_提示文_
----------------
自分を信じることの難しさを強く実感させられた言葉があります。
それは、ジャズ界の巨人ソニー・ロリンズが、孤高の天才セロニアス・モンクについて語った一節です。
彼はいい曲をいくつも書いていた。それをわざと難解な演奏にしてみせる。もう少し聴き手に歩み寄ってもいいように思っていたし、実際にそう忠告をする人もいた。それでも彼は頑として受けつけず、わが道を歩んでいた。その姿勢は尊いと思う。あそこで妥協していたら、セロニアスがこれほどの評価を受けるようになったかわからない。
珠玉のJAZZ名盤100 (著)小川隆夫
この言葉を読んで、私はある経験を思い出しました。
他人の忠告に翻弄され、自分のやってきたことを見失ってしまったことがあったのです。その体験を交えて、この言葉の重みについて書いてみたいと思います。
順調だった音楽活動
私は20代後半から30代前半まで、ジャズバンドにトランぺッターとして在籍していました。そのバンドは、地域のイベントやジャズバーで演奏する活発なバンドでした。そんな私は、トランペット歴はわずか2年。当時の私は本当に下手でした。それでもバンドに迎えられたのには、いくつか理由がありました。もともとピアノやベースで5年ほどジャズを演奏していた経験があり、理論やスタイルに関する知識はある程度備わっていました。また、何よりジャズに対する強い情熱を持っており、その熱意がジャズバーのマスターや周囲の音楽仲間に伝わっていたのです。こうした点を踏まえたうえで、「これから伸びていくだろう」という期待も込めて、バンドに迎えてもらったのだと思います。
加入後は、とにかく練習に打ち込みました。時間があればトランペットを手に取り、なんとか半年ほどで人前でも吹けるレベルには持っていくことができました。
体験した「外からの声」
このバンドはとても活動的で、忙しい時には月に10本ほどライブが入ることもありました。土日はほぼ埋まり、平日の夜も練習や本番でスケジュールがびっしり。人前に出る機会が増えるほど、いろいろ人からさまざまな意見をもらうようになります。その中で最も多かったのは、「他のメンバーに比べて技量が劣っている」という声でした。もちろんそれは自分でも分かっていたし、メンバーも承知のうえで「これから成長してくれたらいい」と思って一緒に演奏してくれていたのです。そんなとき、ほとんど面識もない吹奏楽経験者(以下、Aさんとします)からこう言われました。
「基本ができていない。自分が徹底的に教えてやるよ。」
この言葉に、私の中で信じてやってきた音楽への気持ちが揺らぎ始めました。
いえ、その前から葛藤の兆しはあったのです。
----------------
_行の抜粋_

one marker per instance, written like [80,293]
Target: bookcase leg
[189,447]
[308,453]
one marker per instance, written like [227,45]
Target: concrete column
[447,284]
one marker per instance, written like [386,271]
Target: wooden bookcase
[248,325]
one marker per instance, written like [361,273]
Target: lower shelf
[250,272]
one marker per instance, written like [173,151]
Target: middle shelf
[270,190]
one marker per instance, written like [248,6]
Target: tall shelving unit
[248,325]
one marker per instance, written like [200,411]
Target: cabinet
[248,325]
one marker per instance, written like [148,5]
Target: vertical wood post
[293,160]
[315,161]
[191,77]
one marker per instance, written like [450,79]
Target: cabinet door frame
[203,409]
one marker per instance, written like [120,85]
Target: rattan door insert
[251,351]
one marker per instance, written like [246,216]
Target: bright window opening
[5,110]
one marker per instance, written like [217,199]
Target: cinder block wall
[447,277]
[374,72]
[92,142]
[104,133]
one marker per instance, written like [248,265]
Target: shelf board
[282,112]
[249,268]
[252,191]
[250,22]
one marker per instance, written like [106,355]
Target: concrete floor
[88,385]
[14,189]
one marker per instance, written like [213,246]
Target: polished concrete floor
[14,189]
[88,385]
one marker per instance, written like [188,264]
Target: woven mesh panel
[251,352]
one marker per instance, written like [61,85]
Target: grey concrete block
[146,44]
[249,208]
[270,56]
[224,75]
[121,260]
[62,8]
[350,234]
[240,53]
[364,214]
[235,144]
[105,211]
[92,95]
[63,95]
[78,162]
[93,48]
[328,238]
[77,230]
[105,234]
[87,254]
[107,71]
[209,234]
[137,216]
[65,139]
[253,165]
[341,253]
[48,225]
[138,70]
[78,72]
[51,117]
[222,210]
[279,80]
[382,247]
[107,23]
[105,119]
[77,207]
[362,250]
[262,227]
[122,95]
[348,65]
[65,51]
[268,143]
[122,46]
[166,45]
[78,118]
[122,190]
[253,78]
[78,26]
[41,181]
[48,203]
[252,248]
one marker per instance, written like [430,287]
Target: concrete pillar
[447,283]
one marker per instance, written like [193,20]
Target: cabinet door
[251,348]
----------------
_やること_
(A) 提示文によると、筆者がジャズバンドに在籍した当時、トランペット歴は何年だったか。
(B) 提示文から、「それは、ジャズ界の巨人ソニー」で始まり「持っていくことができました。」で終わる部分を一字も変えずに書き出せ。
(C) トランペットが下手だった筆者がそれでもバンドに迎えられた理由を、提示文に沿って1〜3文で説明せよ。

_期待する出力_
(A) わずか2年だった。

(B)
それは、ジャズ界の巨人ソニー・ロリンズが、孤高の天才セロニアス・モンクについて語った一節です。
彼はいい曲をいくつも書いていた。それをわざと難解な演奏にしてみせる。もう少し聴き手に歩み寄ってもいいように思っていたし、実際にそう忠告をする人もいた。それでも彼は頑として受けつけず、わが道を歩んでいた。その姿勢は尊いと思う。あそこで妥協していたら、セロニアスがこれほどの評価を受けるようになったかわからない。
珠玉のJAZZ名盤100 (著)小川隆夫
この言葉を読んで、私はある経験を思い出しました。
他人の忠告に翻弄され、自分のやってきたことを見失ってしまったことがあったのです。その体験を交えて、この言葉の重みについて書いてみたいと思います。
順調だった音楽活動
私は20代後半から30代前半まで、ジャズバンドにトランぺッターとして在籍していました。そのバンドは、地域のイベントやジャズバーで演奏する活発なバンドでした。そんな私は、トランペット歴はわずか2年。当時の私は本当に下手でした。それでもバンドに迎えられたのには、いくつか理由がありました。もともとピアノやベースで5年ほどジャズを演奏していた経験があり、理論やスタイルに関する知識はある程度備わっていました。また、何よりジャズに対する強い情熱を持っており、その熱意がジャズバーのマスターや周囲の音楽仲間に伝わっていたのです。こうした点を踏まえたうえで、「これから伸びていくだろう」という期待も込めて、バンドに迎えてもらったのだと思います。
加入後は、とにかく練習に打ち込みました。時間があればトランペットを手に取り、なんとか半年ほどで人前でも吹けるレベルには持っていくことができました。

(C) 筆者にはピアノやベースで5年ほどジャズを演奏した経験があり、理論やスタイルの知識をある程度備えていた。さらにジャズへの強い情熱がジャズバーのマスターや音楽仲間に伝わっていた。こうした点を踏まえ、「これから伸びていくだろう」という期待も込めて迎えられたと筆者は考えている。